- TEXT TO READ
┌──
The way we were raised, the way we were brought up, the way we were programmed I guess you could say, we didn’t identify with anything in the future. You know, it was not our world. And in order for us to succeed in doing anything we were going to have to go into a whole new world and forget about our own world, and most of us didn’t want that. And so there was no identifying with anything that was in that mainstream world that really attracted us; at least with me. I was used to freedom of walking and moving around, hunting, fishing and working out in the fields in the garden and all those kinds of things. And those are day-to-day and season-to-season things and you never thought beyond the next season about what you were going to be doing. If someone asked you even what are you going to be doing five months from now, we wouldn’t have been able to say. “What do you want to be doing five months from now?” We wouldn’t have been able to tell them because we didn’t have a so-called future to look forward to.Like most of the kids nowadays that we knew, the older kids grew up and went off to college with the idea of someday they were going to be business men and own businesses and do all kinds of things. Well, that was never a part of our thinking, it just wasn’t our world. And so in our world it was very limited and we didn’t have anything really to look forward to, so why study, why prepare yourself for something that isn’t there, or isn’t going to be there. And so consequently we just went from day to day, kind of more or less surviving and trying to make the best out of what we had, and above all, not to starve to death somewhere because you couldn’t find work or something. But there was no future like there is, and most people think about as far as a career—I want to be a doctor some day, or I want to be a teacher or something—those kinds of thoughts never came to us.
└──
- INSTRUCTION 1
Do these statements agree with the recollection about growing up above? Answer yes or no for each and quote the deciding words. (a) The speaker was used to hunting and fishing. (b) The speaker could have said what they would be doing five months later. (c) The older kids the speaker knew went off to college.
- INSTRUCTION 2
In the recollection about growing up above, what did the speaker's people try to avoid above all?
- INSTRUCTION 3
Carry on the recollection about growing up above from its final sentence.

- GIVEN DATA
┌──
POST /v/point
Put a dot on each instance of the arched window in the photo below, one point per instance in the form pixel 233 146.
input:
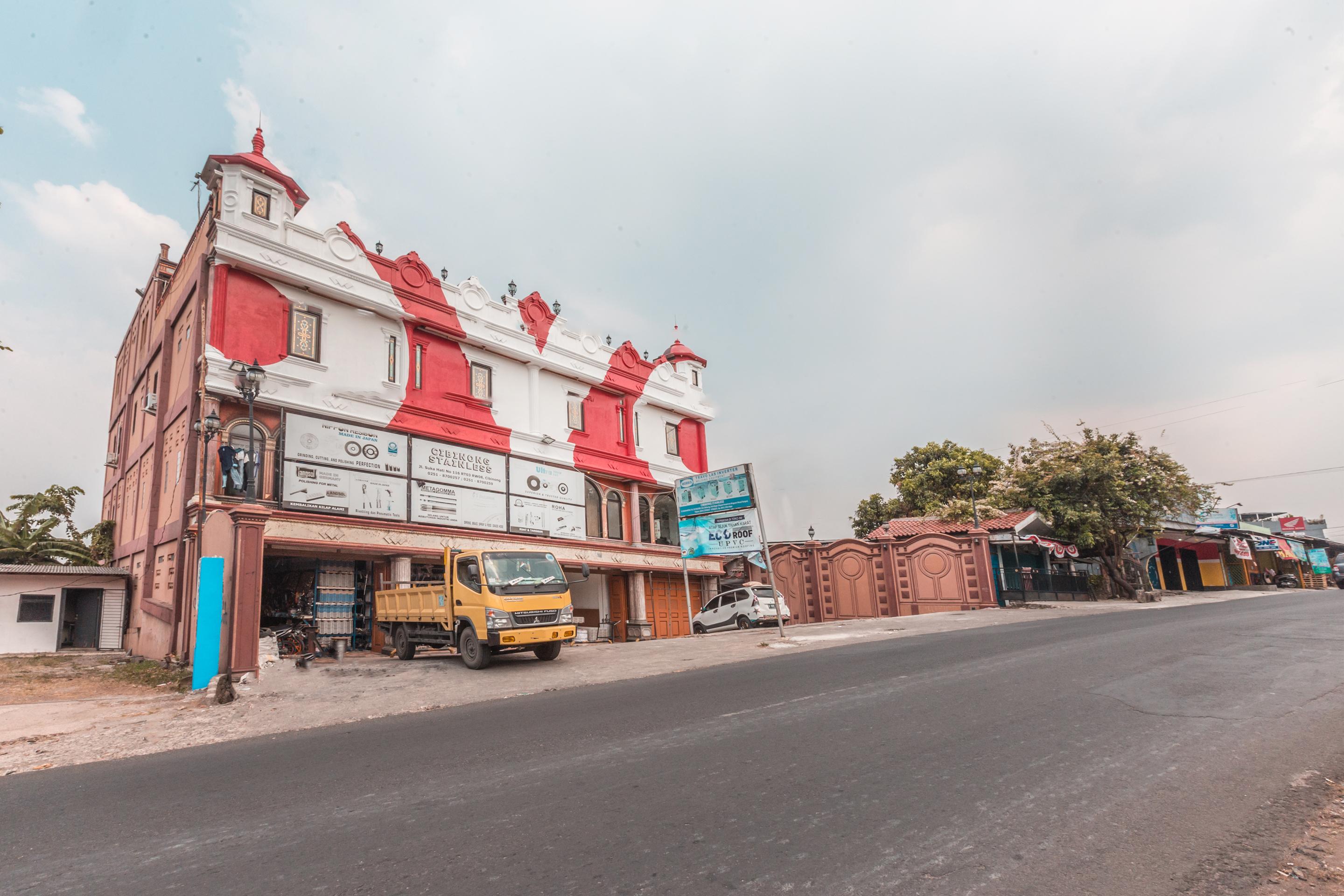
└──
- FINAL RESULT 1
(a) Yes: "I was used to freedom of walking and moving around, hunting, fishing and working out in the fields in the garden"
(b) No: "If someone asked you even what are you going to be doing five months from now, we wouldn’t have been able to say."
(c) Yes: "the older kids grew up and went off to college"

- FINAL RESULT 2
They tried not to starve to death somewhere because they couldn't find work.

- FINAL RESULT 3
I left home when I was 13, and went up north to Fargo, Dilworth, where they had large potato farms, and I’d walk in there and hire on to work in the onion fields and the potato fields, and just stay there all summer. My folks, my mother and father, they never seemed to be very concerned about that, because they knew I was working somewhere, and so they never thought about – where’s he at, he’s out getting in trouble or this or that, and not coming home, and I haven’t seen him for weeks, and all that stuff. That didn’t seem to bother them because they knew that I was somewhere, probably working. At that time, the only time I really came home was in the fall when it was time to go back to school. But work was part of my life and there was no real future in it, but it did mean that I would survive for a while, as long as the job lasted.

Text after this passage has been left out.